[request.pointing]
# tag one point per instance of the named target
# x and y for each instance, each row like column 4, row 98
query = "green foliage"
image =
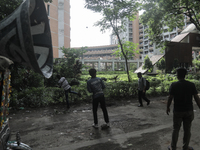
column 148, row 64
column 42, row 96
column 129, row 49
column 196, row 63
column 158, row 13
column 115, row 13
column 161, row 64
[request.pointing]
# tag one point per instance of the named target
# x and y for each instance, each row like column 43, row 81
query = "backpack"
column 147, row 85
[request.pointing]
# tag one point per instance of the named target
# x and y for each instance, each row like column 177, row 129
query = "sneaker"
column 190, row 148
column 95, row 126
column 105, row 126
column 148, row 102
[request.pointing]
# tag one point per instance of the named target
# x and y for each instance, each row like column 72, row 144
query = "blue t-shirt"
column 183, row 92
column 95, row 86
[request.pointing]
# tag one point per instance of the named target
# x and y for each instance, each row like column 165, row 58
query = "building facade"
column 135, row 32
column 59, row 18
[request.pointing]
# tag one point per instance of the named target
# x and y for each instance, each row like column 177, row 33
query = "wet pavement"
column 131, row 127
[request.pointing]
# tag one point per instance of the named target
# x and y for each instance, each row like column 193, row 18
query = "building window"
column 48, row 10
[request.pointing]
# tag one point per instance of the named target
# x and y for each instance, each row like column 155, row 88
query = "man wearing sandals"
column 182, row 93
column 95, row 85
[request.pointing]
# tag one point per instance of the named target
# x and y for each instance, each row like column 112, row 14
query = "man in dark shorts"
column 182, row 93
column 142, row 90
column 95, row 85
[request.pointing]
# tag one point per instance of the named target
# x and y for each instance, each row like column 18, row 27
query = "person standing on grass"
column 142, row 90
column 95, row 85
column 181, row 93
column 67, row 88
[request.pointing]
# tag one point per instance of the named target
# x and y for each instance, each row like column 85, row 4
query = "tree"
column 148, row 64
column 196, row 63
column 128, row 48
column 7, row 7
column 114, row 14
column 161, row 64
column 171, row 13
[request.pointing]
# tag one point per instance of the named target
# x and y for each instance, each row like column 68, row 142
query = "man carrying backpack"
column 142, row 90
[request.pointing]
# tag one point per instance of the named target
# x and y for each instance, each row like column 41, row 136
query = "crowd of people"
column 180, row 92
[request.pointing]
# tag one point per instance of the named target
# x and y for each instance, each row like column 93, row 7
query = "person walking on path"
column 142, row 90
column 67, row 88
column 181, row 93
column 95, row 85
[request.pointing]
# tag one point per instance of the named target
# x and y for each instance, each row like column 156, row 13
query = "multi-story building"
column 135, row 32
column 59, row 18
column 99, row 52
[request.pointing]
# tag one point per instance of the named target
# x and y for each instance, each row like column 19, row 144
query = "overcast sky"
column 83, row 31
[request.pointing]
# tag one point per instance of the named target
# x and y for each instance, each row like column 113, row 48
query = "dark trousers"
column 141, row 95
column 66, row 95
column 178, row 118
column 95, row 104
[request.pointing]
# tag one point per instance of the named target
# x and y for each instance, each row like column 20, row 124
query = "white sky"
column 83, row 31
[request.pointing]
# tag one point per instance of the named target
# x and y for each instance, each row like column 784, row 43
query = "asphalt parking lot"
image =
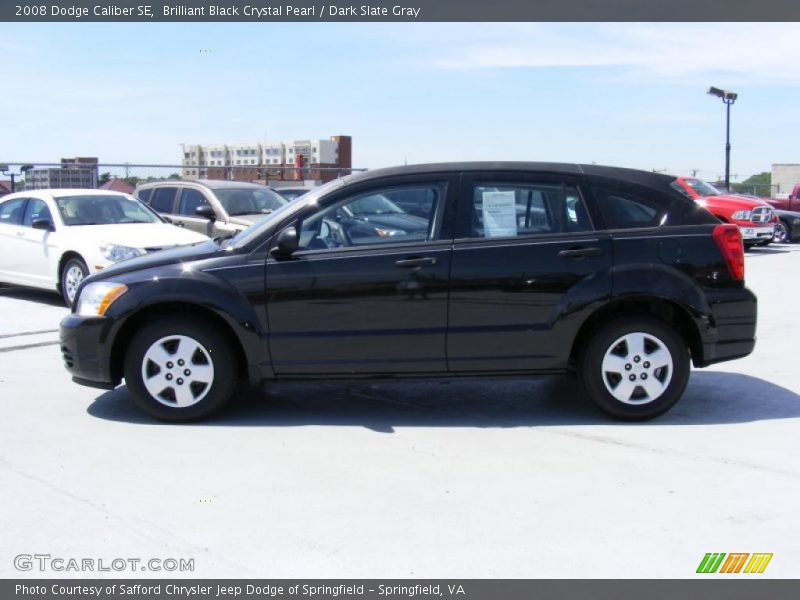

◆ **WHAT THE EXERCISE ASKS**
Convert every line of the records above into a JSON list of strings, one string per line, with blank lines dropped. Leave the pictures out of the list.

◆ **RESULT BELOW**
[
  "[request.pointing]",
  "# tag one point per instance of the named target",
  "# x and y for each instance, each row like column 4, row 98",
  "query = \"green foliage\"",
  "image =",
  "column 148, row 64",
  "column 42, row 96",
  "column 129, row 49",
  "column 196, row 63",
  "column 158, row 13",
  "column 115, row 13",
  "column 161, row 64",
  "[request.pointing]",
  "# tag one point per instance of the named target",
  "# x and y for each instance, each row like column 43, row 81",
  "query = \"backpack\"",
  "column 147, row 85",
  "[request.pointing]",
  "# tag one point per instance of the named target",
  "# x and y for each instance, each row like column 177, row 129",
  "query = \"sneaker\"",
  "column 190, row 148",
  "column 95, row 126",
  "column 105, row 126",
  "column 148, row 102",
  "[request.pointing]",
  "# tag one point per instance of the named target",
  "# x and y for each instance, each row like column 72, row 144",
  "query = \"blue t-shirt\"",
  "column 183, row 92",
  "column 95, row 86",
  "[request.pointing]",
  "# tag one point per instance of the named target",
  "# x and y for each instance, each row like column 165, row 58",
  "query = \"building facade\"",
  "column 135, row 32",
  "column 59, row 18",
  "[request.pointing]",
  "# tag one point per instance of the named target",
  "# x and y for each instance, each row like column 177, row 33",
  "query = \"wet pavement\"",
  "column 131, row 127",
  "[request.pointing]",
  "# tag one point per instance of the named target",
  "# x and y for each instance, each row like column 193, row 18",
  "query = \"building window\"",
  "column 48, row 10",
  "[request.pointing]",
  "# tag one point per instance of the named target",
  "# x and y for each instance, each row like column 155, row 88",
  "query = \"man wearing sandals\"",
  "column 182, row 93",
  "column 95, row 85",
  "[request.pointing]",
  "# tag one point per instance of the named target",
  "# x and y for each instance, each row like column 112, row 14",
  "query = \"man in dark shorts\"",
  "column 182, row 93",
  "column 142, row 90",
  "column 95, row 85",
  "[request.pointing]",
  "# tag one point per instance of the named target",
  "# x and y for each instance, each row like column 18, row 27",
  "query = \"person standing on grass\"",
  "column 142, row 90",
  "column 95, row 85",
  "column 181, row 93",
  "column 67, row 88",
  "[request.pointing]",
  "# tag one point per instance of the named target",
  "# x and y for each instance, each row like column 85, row 4",
  "query = \"tree\"",
  "column 148, row 64",
  "column 196, row 63",
  "column 128, row 48",
  "column 7, row 7",
  "column 114, row 14",
  "column 161, row 64",
  "column 171, row 13",
  "[request.pointing]",
  "# tag one point per instance of the named target",
  "# x and y for each instance, each row like column 68, row 142",
  "query = \"man carrying backpack\"",
  "column 142, row 90",
  "[request.pointing]",
  "# tag one point per instance of the named target",
  "# x and y for each instance, each row like column 41, row 136",
  "query = \"crowd of people\"",
  "column 180, row 92",
  "[request.pointing]",
  "# tag one point per instance of the named target",
  "# x and y for each instance, each row like column 93, row 7",
  "query = \"person walking on path\"",
  "column 142, row 90",
  "column 67, row 88",
  "column 181, row 93",
  "column 95, row 85",
  "[request.pointing]",
  "# tag one point per instance of the named target",
  "# x and y for each instance, each row like column 156, row 13",
  "query = \"multi-story building\"",
  "column 135, row 32",
  "column 59, row 18",
  "column 99, row 52",
  "[request.pointing]",
  "# tag one point per instance of the named target",
  "# x and y for each instance, each row like column 19, row 144",
  "query = \"overcast sky\"",
  "column 83, row 31",
  "[request.pointing]",
  "# tag one point per instance of the named target",
  "# x and y for each instance, each row like column 113, row 48",
  "query = \"dark trousers\"",
  "column 141, row 95",
  "column 66, row 95",
  "column 178, row 118",
  "column 95, row 104",
  "[request.pointing]",
  "# tag one point per instance of the named target",
  "# x and y for each instance, each row like column 20, row 124",
  "query = \"white sky\"",
  "column 83, row 31",
  "[request.pointing]",
  "# tag one point per instance of the named target",
  "# x and y for each instance, each row like column 784, row 43",
  "query = \"asphalt parking lot\"",
  "image ="
]